** START DOCUMENT EXTRACT **
On a hot Memorial Day weekend in 1934, Greek immigrant and ice cream salesman Tom Carvelas was selling ice cream from his truck around roads in Westchester, when he broke down with a flat tire along Central Avenue in Hartsdale. With his ice cream melting rapidly, he decided to simply sell it along the side of Central Avenue where his truck broke down. Successful at selling his stock at this location, he decided to buy the plot of land where he was stuck, and in 1936 he opened up the world's first Carvel ice cream store. The store stood on the southbound side of Central Avenue (just south of the "Four Corners" section of Hartsdale) until October 5, 2008, when the store was closed and the land sold to developers. The original store has since been demolished. To commemorate the birth of Carvel ice cream in Hartsdale, the Hartsdale Fire Company distributes Carvel "Flying Saucers" from Fire Station 1 after every Memorial Day parade.

Salvation Army leader Evangeline Cory Booth (1865–1950), originally from London, lived in Hartsdale until her death on July 17, 1950. The classical music composer Charles Ives also lived and commuted from Hartsdale for a brief period. Other influential people who have lived in Hartsdale include the artist/sculptor Malvina Hoffman, American businessman Vernon Jordan, National Urban League president John Edward Jacob, pro-wrestler "Classy" Freddie Blassie, actor Peter Riegert, singer/musician/composer Billy Vera, actress Shera Danese (wife of Peter Falk), novelist and educator Michael Rubin, Mad magazine artist Jack Davis, and Nobel laureate Louis J. Ignarro.

Geography

Hartsdale is one of the few communities immediately surrounding New York City that still has two working farms, both on Secor Road. It also has several parks, including the  Secor Woods Park, the  Ridge Road Park, and  Rumbrook Park.
** END DOCUMENT EXTRACT **
■ **PROBLEM SET**:
1 – Name every park that the Hartsdale passage mentions.
2 – Carry the Hartsdale passage forward from its final sentence.
You won't need the records for any of this.
** START DATA PROVIDED **
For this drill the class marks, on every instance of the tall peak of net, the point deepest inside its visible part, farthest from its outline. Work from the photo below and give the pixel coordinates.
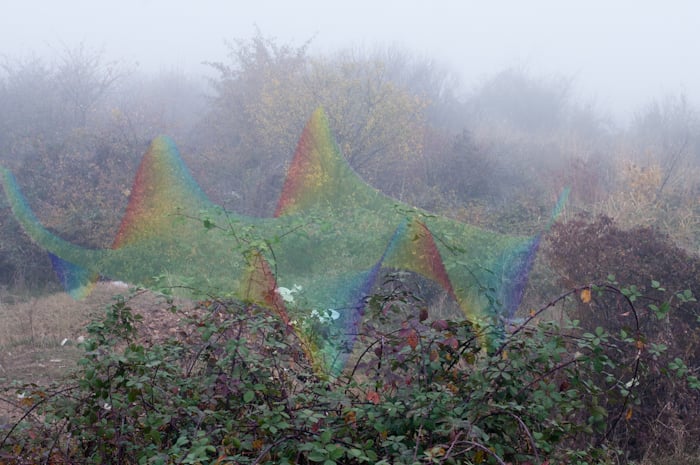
(318, 172)
(162, 188)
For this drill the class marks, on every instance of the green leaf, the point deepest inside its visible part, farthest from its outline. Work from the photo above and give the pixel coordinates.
(248, 396)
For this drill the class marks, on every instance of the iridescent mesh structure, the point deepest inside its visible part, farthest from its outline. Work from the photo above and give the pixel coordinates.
(314, 263)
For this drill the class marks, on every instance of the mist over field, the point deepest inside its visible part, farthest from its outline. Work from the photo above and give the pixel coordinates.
(480, 112)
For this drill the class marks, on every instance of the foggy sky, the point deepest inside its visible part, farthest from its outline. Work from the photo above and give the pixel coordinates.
(620, 54)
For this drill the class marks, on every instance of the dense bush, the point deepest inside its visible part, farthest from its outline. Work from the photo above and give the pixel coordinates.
(588, 249)
(235, 386)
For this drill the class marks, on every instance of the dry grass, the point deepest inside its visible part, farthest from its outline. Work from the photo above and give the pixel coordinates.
(39, 334)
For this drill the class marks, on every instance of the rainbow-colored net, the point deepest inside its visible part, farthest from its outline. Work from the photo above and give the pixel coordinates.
(314, 263)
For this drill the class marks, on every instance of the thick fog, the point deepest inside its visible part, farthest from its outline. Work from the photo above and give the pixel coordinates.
(618, 54)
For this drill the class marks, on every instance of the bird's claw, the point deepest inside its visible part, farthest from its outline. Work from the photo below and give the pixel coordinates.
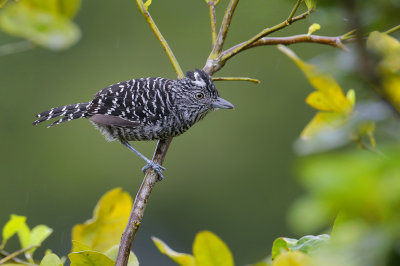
(156, 167)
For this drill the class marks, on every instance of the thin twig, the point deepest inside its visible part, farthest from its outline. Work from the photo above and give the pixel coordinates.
(396, 28)
(289, 19)
(236, 79)
(223, 31)
(332, 41)
(214, 64)
(139, 205)
(151, 176)
(213, 21)
(13, 255)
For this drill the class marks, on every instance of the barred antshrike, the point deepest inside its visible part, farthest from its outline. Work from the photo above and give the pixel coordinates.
(145, 109)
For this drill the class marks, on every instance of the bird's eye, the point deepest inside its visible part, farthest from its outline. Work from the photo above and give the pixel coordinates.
(199, 95)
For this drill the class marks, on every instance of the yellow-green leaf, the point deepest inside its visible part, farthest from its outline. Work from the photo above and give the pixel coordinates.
(90, 258)
(12, 227)
(330, 96)
(368, 129)
(79, 246)
(295, 258)
(24, 235)
(182, 259)
(112, 253)
(147, 4)
(351, 96)
(388, 48)
(3, 2)
(210, 250)
(323, 121)
(313, 28)
(310, 4)
(51, 260)
(39, 233)
(110, 216)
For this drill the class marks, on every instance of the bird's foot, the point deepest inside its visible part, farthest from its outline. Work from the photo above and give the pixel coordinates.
(156, 167)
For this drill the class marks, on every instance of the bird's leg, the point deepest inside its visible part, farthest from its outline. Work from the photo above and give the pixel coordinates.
(150, 164)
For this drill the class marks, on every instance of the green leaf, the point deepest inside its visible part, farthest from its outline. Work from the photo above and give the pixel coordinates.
(311, 4)
(180, 258)
(3, 2)
(79, 246)
(210, 250)
(112, 253)
(51, 260)
(24, 235)
(67, 8)
(281, 244)
(294, 258)
(39, 233)
(42, 27)
(12, 227)
(306, 244)
(90, 258)
(110, 216)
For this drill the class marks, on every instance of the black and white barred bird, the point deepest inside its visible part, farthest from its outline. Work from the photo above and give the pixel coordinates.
(145, 109)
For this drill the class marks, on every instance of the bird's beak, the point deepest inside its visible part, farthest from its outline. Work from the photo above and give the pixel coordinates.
(222, 104)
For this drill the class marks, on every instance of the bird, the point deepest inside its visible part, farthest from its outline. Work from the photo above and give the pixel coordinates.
(145, 109)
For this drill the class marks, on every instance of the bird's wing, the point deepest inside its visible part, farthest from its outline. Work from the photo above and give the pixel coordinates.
(128, 100)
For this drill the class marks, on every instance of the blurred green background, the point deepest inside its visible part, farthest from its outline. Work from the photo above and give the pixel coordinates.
(231, 173)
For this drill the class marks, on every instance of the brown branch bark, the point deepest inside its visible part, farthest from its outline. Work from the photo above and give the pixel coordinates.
(327, 40)
(215, 62)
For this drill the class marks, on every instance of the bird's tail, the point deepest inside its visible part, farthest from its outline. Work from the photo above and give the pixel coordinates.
(67, 113)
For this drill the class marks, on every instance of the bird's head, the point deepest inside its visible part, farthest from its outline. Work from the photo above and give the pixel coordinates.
(199, 94)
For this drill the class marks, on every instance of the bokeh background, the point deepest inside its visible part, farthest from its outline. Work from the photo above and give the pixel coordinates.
(231, 174)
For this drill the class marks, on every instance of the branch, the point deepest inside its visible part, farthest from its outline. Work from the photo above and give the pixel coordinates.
(211, 7)
(215, 64)
(151, 176)
(289, 19)
(160, 38)
(235, 79)
(226, 22)
(139, 205)
(332, 41)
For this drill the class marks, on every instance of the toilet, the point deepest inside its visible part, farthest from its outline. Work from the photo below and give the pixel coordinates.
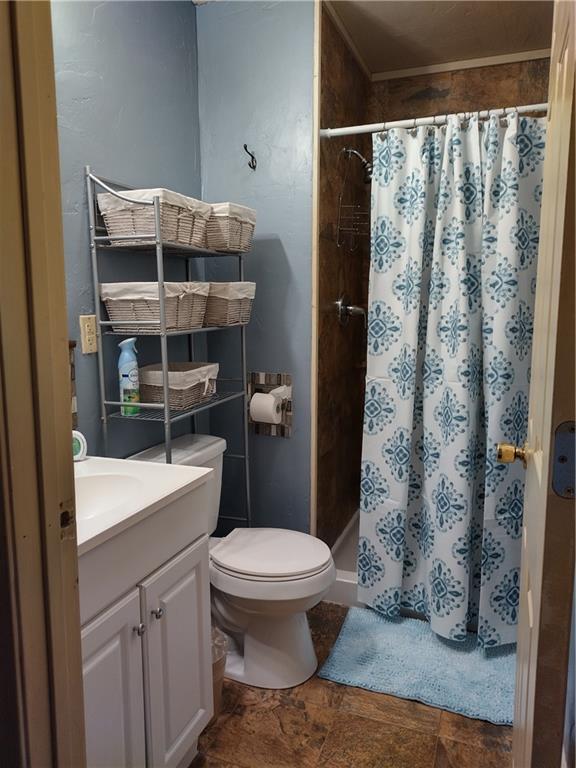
** END DATA PROVIDED **
■ **ANSWERS TO EACH TASK**:
1 – Secor Woods Park, Ridge Road Park, Rumbrook Park

2 –
The town can generally be subdivided into several areas, including the "Village" or downtown part (East Hartsdale Avenue), Manor Woods, Windsor Park, Poet's Corner, Ridge Road, Orchard Hill, College Corners, or more specifically one of the several condominium developments built since the 1970s. Over the years, the town has attracted many different ethnic groups, and the downtown village has a significant Japanese population with Japanese shops, restaurants, real-estate brokers, and even a Japanese supermarket all within walking distance of East Hartsdale Avenue.

Ferncliff Cemetery is located on Secor Road in Hartsdale, famous as the burial grounds for many celebrities including Aaliyah, Malcolm X, Heavy D, Judy Garland, Jerome Kern, Joan Crawford, Basil Rathbone, Ed Sullivan, Jam-Master Jay, James Baldwin, Michel Fokine, Tom Carvel, Oscar Hammerstein, Thelonious Monk, Paul Robeson, Minnesota Timberwolves Guard Malik Sealy, soprano Arleen Auger, and others. British rocker John Lennon, U.S. Vice President Nelson Rockefeller, and Muppets creator Jim Henson were cremated there. Composer Béla Bartók was initially buried in Hartsdale before being reinterred in his native Hungary in 1988. Radio DJ Alan Freed was also initially interred in Hartsdale until his ashes were moved to the Rock and Roll Hall of Fame in 2002.

The Hartsdale Railroad Station was listed on the National Register of Historic Places in 2011, as was the Evangeline Booth House in Hartsdale hamlet.

Hartsdale is located at  (41.03, −73.80).

Major roads include NY 100 and the Bronx River Parkway. For mass transit to NYC, residents can take either Metro-North Railroad's Harlem Line or the Bee-Line Bus routes 1X, 3, 20, 21, and BxM4C.  Bee-Line also provides local service on bus routes 34, 38, 39, 43, and 65.

According to the United States Census Bureau, the community has a total area of , all land.

Demographics

As of the census of 2000, there were 9,830 people, 4,314 households, and 2,756 families residing in the community. The population density was 3,068.0 per square mile (1,186.1/km2). There were 4,478 housing units at an average density of 1,397.6/sq mi (540.3/km2). The racial makeup of the community was 76.14% White, 8.71% African American, 0.19% Native American, 10.17% Asian, 0.04% Pacific Islander, 2.64% from other races, and 2.10% from two or more races. Hispanic or Latino of any race were 9.55% of the population.

There were 4,314 households, out of which 24.3% had children under the age of 18 living with them, 53.1% were married couples living together, 8.6% had a female householder with no husband present, and 36.1% were non-families. 31.8% of all households were made up of individuals, and 12.7% had someone living alone who was 65 years of age or older. The average household size was 2.27 and the average family size was 2.86.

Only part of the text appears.